----- Page text -----
State park in North Carolina, United States

Lumber River State Park is a North Carolina state park along the Lumber River in Scotland, Hoke, Robeson and Columbus counties. It covers 13659 acre along a 115-mile (185-km) stretch of the Lumber River. Lumber River State Park is located in North Carolina's Coastal Plain. It was established in 1989 as both a state park and designated as a "Natural and Scenic River" by the North Carolina General Assembly. In addition, it is the only blackwater river in North Carolina to be designated as a National Wild and Scenic River by the Department of the Interior.

Lumber River State Park encompasses parts of four counties along the Lumber River. The headwaters of the river are in Scotland County. The Lumber River bisects Robeson County. The recreational facilities are at the Princess Ann Landing in southeastern Robeson County near the towns of Orrum and Fair Bluff. The river ends in South Carolina, where it joins the Little Pee Dee River about 8 mi south of the state line.

==History==
The Lumber River is the only blackwater river in North Carolina to be designated as a National Wild and Scenic River by the United States (US) Department of the Interior. The river is 115 mi long from its headwaters at the confluence of Drowning Creek and Buffalo Creek near Wagram in Scotland County. The river flows freely along its entire course, making it one of the longest unobstructed rivers in North Carolina.

The upper section of the river was designated as a State Recreational Water Trail in 1978. The river was established as a National Canoe Trail in 1981. The lower Lumber River was designated as a State Canoe Trail in 1984. The General Assembly established the Lumber River as a Natural and Scenic River and also as a state park in 1989.
----- Records shown -----
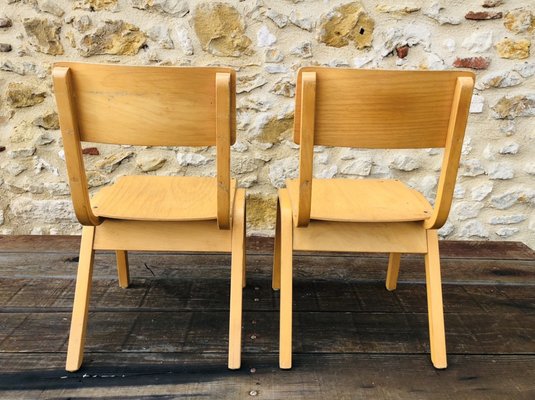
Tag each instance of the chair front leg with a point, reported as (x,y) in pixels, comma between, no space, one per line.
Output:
(393,271)
(75,350)
(237,276)
(122,268)
(437,335)
(275,276)
(286,255)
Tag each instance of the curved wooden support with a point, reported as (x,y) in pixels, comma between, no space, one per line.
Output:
(237,280)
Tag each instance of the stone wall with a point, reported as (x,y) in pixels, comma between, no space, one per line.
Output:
(266,41)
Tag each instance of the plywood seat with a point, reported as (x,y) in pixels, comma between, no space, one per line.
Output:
(346,200)
(160,198)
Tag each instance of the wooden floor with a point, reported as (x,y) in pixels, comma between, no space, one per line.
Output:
(166,336)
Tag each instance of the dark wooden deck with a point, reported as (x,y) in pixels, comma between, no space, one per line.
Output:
(166,336)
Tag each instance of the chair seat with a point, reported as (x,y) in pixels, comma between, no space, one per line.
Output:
(347,200)
(160,198)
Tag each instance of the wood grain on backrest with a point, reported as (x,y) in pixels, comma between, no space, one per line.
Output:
(152,106)
(380,109)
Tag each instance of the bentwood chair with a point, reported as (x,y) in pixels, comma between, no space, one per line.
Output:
(152,106)
(378,110)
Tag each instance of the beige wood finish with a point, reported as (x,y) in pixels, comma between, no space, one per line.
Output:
(380,109)
(164,106)
(367,200)
(177,117)
(371,109)
(159,198)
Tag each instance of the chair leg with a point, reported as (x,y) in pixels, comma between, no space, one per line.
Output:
(286,254)
(275,276)
(437,336)
(75,350)
(236,281)
(393,271)
(122,268)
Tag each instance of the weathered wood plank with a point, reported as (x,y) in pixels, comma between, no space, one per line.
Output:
(357,268)
(333,376)
(256,244)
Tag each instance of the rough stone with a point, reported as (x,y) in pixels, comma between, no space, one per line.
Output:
(272,129)
(177,8)
(184,40)
(261,210)
(82,23)
(160,34)
(478,42)
(247,83)
(43,35)
(474,229)
(477,104)
(51,7)
(347,23)
(403,162)
(360,167)
(284,87)
(221,30)
(91,151)
(472,62)
(492,3)
(410,35)
(114,38)
(302,22)
(273,56)
(480,192)
(49,121)
(191,159)
(435,12)
(499,79)
(519,21)
(402,51)
(472,167)
(483,15)
(280,170)
(264,38)
(397,8)
(508,219)
(110,163)
(507,232)
(303,50)
(27,208)
(513,49)
(509,107)
(501,171)
(5,22)
(510,148)
(21,95)
(96,5)
(278,19)
(506,200)
(466,210)
(150,162)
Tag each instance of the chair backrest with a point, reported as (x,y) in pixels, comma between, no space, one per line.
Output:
(152,106)
(381,109)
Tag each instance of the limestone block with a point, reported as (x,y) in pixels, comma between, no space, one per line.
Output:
(347,23)
(113,37)
(221,30)
(43,35)
(21,95)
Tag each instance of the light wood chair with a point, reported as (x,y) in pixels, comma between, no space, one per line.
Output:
(371,109)
(153,106)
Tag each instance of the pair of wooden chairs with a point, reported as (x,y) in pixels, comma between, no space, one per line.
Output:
(169,106)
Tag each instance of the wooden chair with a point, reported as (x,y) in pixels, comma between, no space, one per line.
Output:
(371,109)
(154,106)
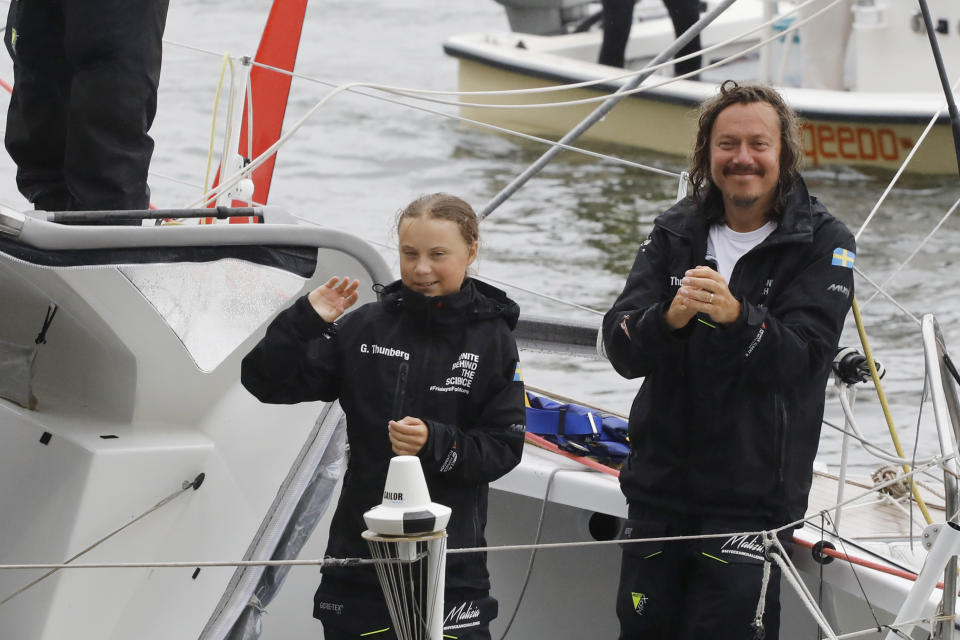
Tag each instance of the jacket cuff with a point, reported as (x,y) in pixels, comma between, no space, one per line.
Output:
(308,320)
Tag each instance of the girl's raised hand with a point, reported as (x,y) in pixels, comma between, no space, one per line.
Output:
(408,436)
(334,297)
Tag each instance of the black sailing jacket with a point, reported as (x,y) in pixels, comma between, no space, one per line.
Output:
(450,361)
(727,421)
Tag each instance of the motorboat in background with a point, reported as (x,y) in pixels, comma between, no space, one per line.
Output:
(893,88)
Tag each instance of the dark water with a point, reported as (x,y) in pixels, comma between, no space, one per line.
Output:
(571,233)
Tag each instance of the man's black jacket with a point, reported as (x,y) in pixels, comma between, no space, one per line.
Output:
(727,421)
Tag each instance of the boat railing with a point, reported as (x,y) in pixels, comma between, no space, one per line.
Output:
(941,376)
(942,541)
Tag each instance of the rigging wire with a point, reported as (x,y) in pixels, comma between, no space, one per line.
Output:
(606,80)
(942,73)
(914,253)
(53,568)
(229,182)
(882,397)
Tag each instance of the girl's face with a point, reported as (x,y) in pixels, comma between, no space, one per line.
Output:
(433,255)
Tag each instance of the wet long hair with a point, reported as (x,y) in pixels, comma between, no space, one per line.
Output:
(791,146)
(444,206)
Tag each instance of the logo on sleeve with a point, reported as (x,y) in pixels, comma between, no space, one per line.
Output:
(843,258)
(839,288)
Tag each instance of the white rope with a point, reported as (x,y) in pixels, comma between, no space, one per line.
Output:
(903,167)
(764,583)
(886,295)
(318,562)
(871,448)
(788,571)
(626,75)
(912,255)
(53,568)
(418,94)
(228,182)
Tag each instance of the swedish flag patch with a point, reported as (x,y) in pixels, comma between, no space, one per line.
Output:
(843,258)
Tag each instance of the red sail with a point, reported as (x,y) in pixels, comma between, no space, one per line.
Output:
(270,89)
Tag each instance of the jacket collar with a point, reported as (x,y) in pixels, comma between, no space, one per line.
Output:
(474,301)
(685,219)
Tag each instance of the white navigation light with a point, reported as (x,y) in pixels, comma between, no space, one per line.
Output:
(406,509)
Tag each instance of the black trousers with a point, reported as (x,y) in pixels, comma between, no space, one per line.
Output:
(618,18)
(85,94)
(687,590)
(353,611)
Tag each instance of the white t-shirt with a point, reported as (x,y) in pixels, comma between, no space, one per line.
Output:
(726,246)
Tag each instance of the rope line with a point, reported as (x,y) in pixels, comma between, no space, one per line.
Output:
(53,568)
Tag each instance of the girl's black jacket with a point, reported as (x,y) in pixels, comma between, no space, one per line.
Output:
(450,361)
(727,421)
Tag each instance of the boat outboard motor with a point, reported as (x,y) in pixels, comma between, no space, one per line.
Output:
(851,367)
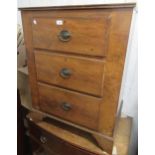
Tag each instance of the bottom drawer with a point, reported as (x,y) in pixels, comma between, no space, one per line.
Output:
(72,106)
(54,145)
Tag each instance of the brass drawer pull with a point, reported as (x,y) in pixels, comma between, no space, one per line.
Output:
(43,139)
(65,73)
(66,106)
(64,35)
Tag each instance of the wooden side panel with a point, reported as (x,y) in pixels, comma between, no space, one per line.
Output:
(118,38)
(26,19)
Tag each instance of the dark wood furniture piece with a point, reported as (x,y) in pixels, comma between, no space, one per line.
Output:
(55,138)
(76,57)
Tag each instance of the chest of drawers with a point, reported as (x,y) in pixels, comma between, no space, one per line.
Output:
(76,57)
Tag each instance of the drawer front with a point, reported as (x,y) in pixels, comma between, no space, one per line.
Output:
(54,145)
(75,107)
(76,73)
(79,35)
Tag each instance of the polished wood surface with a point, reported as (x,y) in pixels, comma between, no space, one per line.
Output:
(117,46)
(81,7)
(83,109)
(116,24)
(42,126)
(84,39)
(62,132)
(84,72)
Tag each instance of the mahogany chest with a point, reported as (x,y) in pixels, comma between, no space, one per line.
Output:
(76,57)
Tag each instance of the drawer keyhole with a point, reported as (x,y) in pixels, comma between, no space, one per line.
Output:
(66,106)
(64,35)
(43,139)
(65,73)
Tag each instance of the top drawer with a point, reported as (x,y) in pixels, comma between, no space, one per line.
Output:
(80,35)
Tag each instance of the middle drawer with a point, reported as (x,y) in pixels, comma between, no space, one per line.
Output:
(76,73)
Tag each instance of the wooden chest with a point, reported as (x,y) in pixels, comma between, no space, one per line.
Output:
(76,57)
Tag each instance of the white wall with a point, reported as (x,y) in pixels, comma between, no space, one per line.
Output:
(129,90)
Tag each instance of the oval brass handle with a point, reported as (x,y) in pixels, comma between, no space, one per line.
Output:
(43,139)
(65,73)
(64,35)
(66,106)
-----
- _Instructions_:
(1) According to the passage on Lumber River State Park, in what year was the river established as a National Canoe Trail?
(2) Summarize the passage on Lumber River State Park in two sentences.
(3) Continue the passage on Lumber River State Park from its final sentence.

- _Solved tasks_:
(1) 1981

(2) Lumber River State Park is a North Carolina state park that covers 13,659 acres along a 115-mile stretch of the Lumber River in Scotland, Hoke, Robeson and Columbus counties. The General Assembly established it in 1989 as a state park and a Natural and Scenic River, and it is the only blackwater river in North Carolina that the Department of the Interior has designated a National Wild and Scenic River.

(3)
The first European settlements were made by Scots-Irish who migrated to the area in the late 18th century. They chartered Princess Ann in 1796. The town was the second to be established in Robeson County, and the first settled by people ascending the river from South Carolina. Princess Ann has since been abandoned. The name survives in local folklore and as the name of the road that leads to the park.

The recreational facilities for Lumber River State Park are in a section of Robeson County known as Princess Ann.

==Recreation==
The Lumber River has 24 boat launches that serve as access points to Lumber River State Park. The entire length of the river is open to fishing. The common game fish are black crappie, largemouth bass, catfish and redbreast sunfish. All anglers must have a valid fishing license and follow the regulations of the North Carolina Wildlife Resources Commission.

Nine primitive camping sites are located at the Princess Ann section of the park. These campsites are meant to be used by no more than six people at a time. Each camp site features a picnic table and grill, lantern holder, trash can, and fire ring. Princess Ann has several hiking trails and picnic areas, and many municipal and county parks are located on the Lumber River as well.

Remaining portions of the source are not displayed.